§ Record set
■ ■ ■ ■ ■ ■ ■

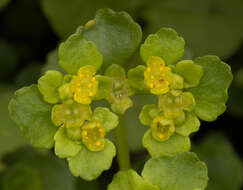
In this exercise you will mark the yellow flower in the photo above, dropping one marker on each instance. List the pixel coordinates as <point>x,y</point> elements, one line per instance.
<point>157,76</point>
<point>93,135</point>
<point>84,85</point>
<point>162,128</point>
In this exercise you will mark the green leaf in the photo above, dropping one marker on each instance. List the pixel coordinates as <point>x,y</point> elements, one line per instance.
<point>22,176</point>
<point>174,145</point>
<point>166,44</point>
<point>108,119</point>
<point>89,165</point>
<point>11,137</point>
<point>130,180</point>
<point>49,84</point>
<point>211,94</point>
<point>33,116</point>
<point>225,167</point>
<point>190,125</point>
<point>116,35</point>
<point>64,146</point>
<point>181,172</point>
<point>191,72</point>
<point>76,52</point>
<point>115,71</point>
<point>148,113</point>
<point>104,87</point>
<point>136,78</point>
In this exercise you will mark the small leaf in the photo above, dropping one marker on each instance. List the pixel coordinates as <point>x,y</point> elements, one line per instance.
<point>165,44</point>
<point>49,84</point>
<point>181,172</point>
<point>211,94</point>
<point>116,35</point>
<point>190,125</point>
<point>191,73</point>
<point>108,119</point>
<point>104,87</point>
<point>174,145</point>
<point>76,52</point>
<point>64,146</point>
<point>33,115</point>
<point>115,71</point>
<point>148,113</point>
<point>89,165</point>
<point>136,78</point>
<point>130,180</point>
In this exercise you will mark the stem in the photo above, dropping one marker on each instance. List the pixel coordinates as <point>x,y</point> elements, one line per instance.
<point>122,146</point>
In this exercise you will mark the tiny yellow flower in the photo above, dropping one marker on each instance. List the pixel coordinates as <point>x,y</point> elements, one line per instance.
<point>93,135</point>
<point>84,85</point>
<point>157,76</point>
<point>162,128</point>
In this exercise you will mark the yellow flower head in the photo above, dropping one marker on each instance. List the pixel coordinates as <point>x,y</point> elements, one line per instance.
<point>93,135</point>
<point>157,76</point>
<point>162,128</point>
<point>84,85</point>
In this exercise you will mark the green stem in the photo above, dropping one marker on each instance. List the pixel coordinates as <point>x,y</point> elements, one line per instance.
<point>122,146</point>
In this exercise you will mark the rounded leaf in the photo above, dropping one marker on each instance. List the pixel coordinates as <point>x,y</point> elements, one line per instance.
<point>165,44</point>
<point>33,115</point>
<point>116,35</point>
<point>190,125</point>
<point>49,84</point>
<point>174,145</point>
<point>148,113</point>
<point>212,92</point>
<point>181,172</point>
<point>191,72</point>
<point>89,165</point>
<point>136,78</point>
<point>130,180</point>
<point>108,119</point>
<point>64,146</point>
<point>76,52</point>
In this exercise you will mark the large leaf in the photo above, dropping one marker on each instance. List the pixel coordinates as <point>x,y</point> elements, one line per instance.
<point>130,180</point>
<point>116,35</point>
<point>212,92</point>
<point>65,16</point>
<point>33,115</point>
<point>209,26</point>
<point>89,165</point>
<point>181,172</point>
<point>225,167</point>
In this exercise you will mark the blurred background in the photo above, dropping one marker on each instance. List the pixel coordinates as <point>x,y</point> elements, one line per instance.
<point>30,31</point>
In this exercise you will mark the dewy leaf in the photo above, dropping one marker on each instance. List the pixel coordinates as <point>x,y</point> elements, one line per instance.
<point>190,125</point>
<point>89,165</point>
<point>64,146</point>
<point>24,177</point>
<point>130,180</point>
<point>148,113</point>
<point>191,72</point>
<point>174,145</point>
<point>76,52</point>
<point>108,119</point>
<point>211,94</point>
<point>165,44</point>
<point>136,78</point>
<point>49,84</point>
<point>116,35</point>
<point>225,167</point>
<point>33,115</point>
<point>181,172</point>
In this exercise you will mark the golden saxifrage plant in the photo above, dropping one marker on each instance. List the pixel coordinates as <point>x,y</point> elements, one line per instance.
<point>59,112</point>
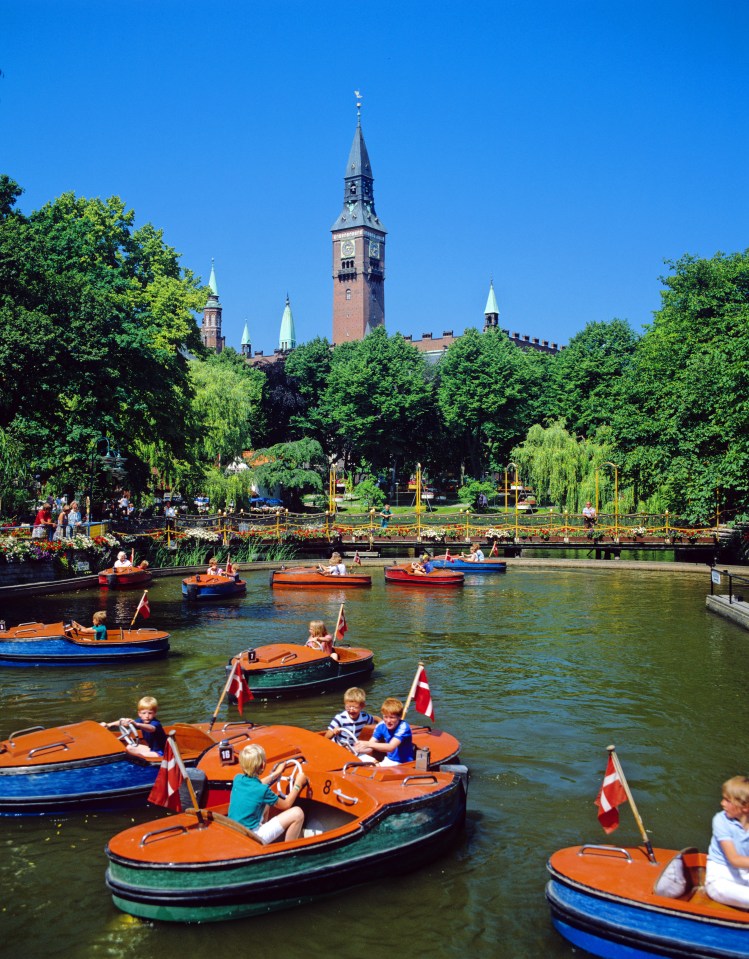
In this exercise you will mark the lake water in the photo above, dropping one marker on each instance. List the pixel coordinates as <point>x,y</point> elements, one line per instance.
<point>536,672</point>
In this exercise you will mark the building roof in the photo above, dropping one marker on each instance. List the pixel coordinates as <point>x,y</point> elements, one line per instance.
<point>287,336</point>
<point>358,190</point>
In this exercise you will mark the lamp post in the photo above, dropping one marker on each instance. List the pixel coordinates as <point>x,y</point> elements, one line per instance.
<point>516,484</point>
<point>616,496</point>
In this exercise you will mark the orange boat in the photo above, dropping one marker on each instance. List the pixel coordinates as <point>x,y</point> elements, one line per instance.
<point>405,576</point>
<point>127,578</point>
<point>362,822</point>
<point>615,902</point>
<point>310,577</point>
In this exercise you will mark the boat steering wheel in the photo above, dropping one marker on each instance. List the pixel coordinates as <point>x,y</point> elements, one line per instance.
<point>291,778</point>
<point>344,737</point>
<point>128,734</point>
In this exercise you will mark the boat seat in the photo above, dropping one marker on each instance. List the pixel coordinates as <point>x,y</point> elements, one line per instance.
<point>683,876</point>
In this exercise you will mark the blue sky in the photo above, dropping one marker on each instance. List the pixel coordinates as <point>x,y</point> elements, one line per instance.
<point>563,149</point>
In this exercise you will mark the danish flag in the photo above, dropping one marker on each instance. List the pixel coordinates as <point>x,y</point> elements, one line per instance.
<point>165,790</point>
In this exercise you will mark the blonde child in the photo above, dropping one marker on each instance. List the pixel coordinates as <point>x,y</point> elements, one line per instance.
<point>354,716</point>
<point>391,741</point>
<point>727,878</point>
<point>98,630</point>
<point>250,796</point>
<point>151,731</point>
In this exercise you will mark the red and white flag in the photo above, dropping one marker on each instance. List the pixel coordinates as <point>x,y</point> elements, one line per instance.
<point>165,790</point>
<point>239,689</point>
<point>612,795</point>
<point>143,608</point>
<point>423,696</point>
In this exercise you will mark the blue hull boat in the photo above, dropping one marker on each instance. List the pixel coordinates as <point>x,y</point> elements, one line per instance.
<point>615,903</point>
<point>198,588</point>
<point>85,766</point>
<point>464,566</point>
<point>39,644</point>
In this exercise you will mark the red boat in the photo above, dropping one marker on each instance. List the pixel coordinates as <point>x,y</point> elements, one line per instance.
<point>310,577</point>
<point>127,578</point>
<point>405,576</point>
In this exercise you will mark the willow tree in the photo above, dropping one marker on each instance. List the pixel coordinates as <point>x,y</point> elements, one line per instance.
<point>561,466</point>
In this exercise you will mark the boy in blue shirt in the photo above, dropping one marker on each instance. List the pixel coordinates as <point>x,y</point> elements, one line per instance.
<point>391,742</point>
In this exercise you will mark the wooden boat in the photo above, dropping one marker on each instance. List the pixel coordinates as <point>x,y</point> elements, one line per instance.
<point>288,669</point>
<point>213,777</point>
<point>361,823</point>
<point>55,644</point>
<point>309,577</point>
<point>84,766</point>
<point>404,576</point>
<point>127,578</point>
<point>460,565</point>
<point>614,902</point>
<point>203,587</point>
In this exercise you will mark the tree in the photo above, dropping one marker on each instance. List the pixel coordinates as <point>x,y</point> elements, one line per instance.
<point>376,404</point>
<point>681,416</point>
<point>585,374</point>
<point>484,393</point>
<point>294,468</point>
<point>226,403</point>
<point>98,316</point>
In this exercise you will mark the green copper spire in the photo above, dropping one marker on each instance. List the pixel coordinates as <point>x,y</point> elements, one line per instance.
<point>287,338</point>
<point>491,308</point>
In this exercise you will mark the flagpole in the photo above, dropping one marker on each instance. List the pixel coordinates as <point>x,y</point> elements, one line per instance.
<point>630,799</point>
<point>413,688</point>
<point>145,593</point>
<point>229,678</point>
<point>185,777</point>
<point>337,624</point>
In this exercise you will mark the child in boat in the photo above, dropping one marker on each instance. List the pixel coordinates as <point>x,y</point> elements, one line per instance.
<point>727,877</point>
<point>320,638</point>
<point>354,716</point>
<point>150,729</point>
<point>99,629</point>
<point>336,568</point>
<point>476,555</point>
<point>391,741</point>
<point>250,795</point>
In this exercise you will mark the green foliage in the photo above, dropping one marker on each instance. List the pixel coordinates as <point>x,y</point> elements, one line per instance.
<point>484,387</point>
<point>98,316</point>
<point>227,396</point>
<point>469,493</point>
<point>370,494</point>
<point>294,468</point>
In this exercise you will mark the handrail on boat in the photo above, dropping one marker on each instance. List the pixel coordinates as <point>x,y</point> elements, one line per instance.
<point>602,848</point>
<point>39,749</point>
<point>346,800</point>
<point>427,776</point>
<point>160,832</point>
<point>22,732</point>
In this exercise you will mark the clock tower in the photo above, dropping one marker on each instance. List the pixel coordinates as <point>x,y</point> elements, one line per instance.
<point>358,251</point>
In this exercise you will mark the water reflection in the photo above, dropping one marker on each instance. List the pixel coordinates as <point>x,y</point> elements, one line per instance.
<point>536,672</point>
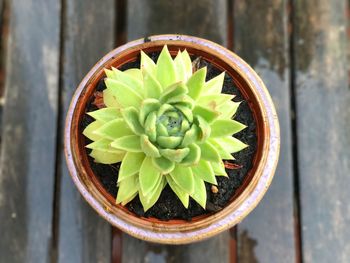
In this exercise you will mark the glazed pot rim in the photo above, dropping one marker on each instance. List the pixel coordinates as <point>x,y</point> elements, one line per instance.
<point>216,223</point>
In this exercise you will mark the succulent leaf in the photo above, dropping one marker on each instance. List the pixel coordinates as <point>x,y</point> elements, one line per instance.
<point>131,117</point>
<point>90,130</point>
<point>221,128</point>
<point>214,86</point>
<point>149,200</point>
<point>124,95</point>
<point>130,143</point>
<point>166,125</point>
<point>209,152</point>
<point>152,87</point>
<point>181,194</point>
<point>163,164</point>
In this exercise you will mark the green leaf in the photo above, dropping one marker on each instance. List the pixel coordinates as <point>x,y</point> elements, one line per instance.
<point>219,168</point>
<point>106,157</point>
<point>103,145</point>
<point>130,143</point>
<point>175,155</point>
<point>183,177</point>
<point>149,176</point>
<point>130,165</point>
<point>127,189</point>
<point>224,154</point>
<point>186,111</point>
<point>148,147</point>
<point>109,100</point>
<point>207,114</point>
<point>149,200</point>
<point>213,101</point>
<point>204,129</point>
<point>205,172</point>
<point>200,192</point>
<point>193,156</point>
<point>124,95</point>
<point>150,126</point>
<point>136,74</point>
<point>209,152</point>
<point>166,72</point>
<point>169,142</point>
<point>105,114</point>
<point>114,129</point>
<point>152,87</point>
<point>164,108</point>
<point>129,80</point>
<point>190,136</point>
<point>220,128</point>
<point>214,86</point>
<point>180,67</point>
<point>127,200</point>
<point>188,63</point>
<point>161,130</point>
<point>148,64</point>
<point>231,144</point>
<point>148,106</point>
<point>90,130</point>
<point>196,83</point>
<point>182,195</point>
<point>228,109</point>
<point>183,100</point>
<point>176,89</point>
<point>131,117</point>
<point>164,165</point>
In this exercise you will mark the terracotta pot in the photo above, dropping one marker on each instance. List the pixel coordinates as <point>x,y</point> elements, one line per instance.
<point>177,231</point>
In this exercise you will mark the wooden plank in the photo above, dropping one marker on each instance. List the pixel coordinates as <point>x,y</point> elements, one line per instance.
<point>27,164</point>
<point>200,18</point>
<point>203,18</point>
<point>323,128</point>
<point>88,34</point>
<point>261,38</point>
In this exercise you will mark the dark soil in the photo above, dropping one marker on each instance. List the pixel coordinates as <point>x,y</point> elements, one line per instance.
<point>169,206</point>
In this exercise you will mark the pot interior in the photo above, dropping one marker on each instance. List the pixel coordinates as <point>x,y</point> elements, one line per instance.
<point>129,55</point>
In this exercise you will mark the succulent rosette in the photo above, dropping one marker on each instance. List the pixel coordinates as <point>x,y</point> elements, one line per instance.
<point>166,125</point>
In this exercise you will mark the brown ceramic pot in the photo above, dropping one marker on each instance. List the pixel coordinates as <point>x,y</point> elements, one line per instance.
<point>177,231</point>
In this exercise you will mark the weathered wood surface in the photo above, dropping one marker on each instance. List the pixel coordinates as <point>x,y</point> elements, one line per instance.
<point>27,165</point>
<point>323,128</point>
<point>200,18</point>
<point>88,34</point>
<point>203,18</point>
<point>261,39</point>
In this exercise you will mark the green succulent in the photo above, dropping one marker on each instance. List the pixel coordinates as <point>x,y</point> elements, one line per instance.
<point>166,125</point>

■ ■ ■ ■ ■ ■ ■

§ What the task asks
The answer is the line with "In this exercise you will mark the succulent rosette" plus every line after it to the last line of the entries above, copied exactly and with no other lines.

§ Exercise result
In this exercise you will mark the succulent rosette in the photo above, dropping one marker on each instance. List the pixel coordinates as <point>x,y</point> elements, one line per instance.
<point>166,125</point>
In this exercise you will mark the brown ceramic pot in the photo above, dropping one marker on each instance. List the pixel coordinates as <point>x,y</point> elements, one line per instance.
<point>177,231</point>
In this exercise you will mark the weathered wood surface in the photo above, dropping one marker on each instance. List the pixel coordinates as <point>x,y</point> elements, one line per instance.
<point>27,165</point>
<point>323,128</point>
<point>200,18</point>
<point>88,34</point>
<point>203,18</point>
<point>261,39</point>
In this exercise you will mark the green succulent in the photo above, dropping one marker on each instance. List the pixel coordinates as <point>x,y</point> elements, one line per instance.
<point>166,125</point>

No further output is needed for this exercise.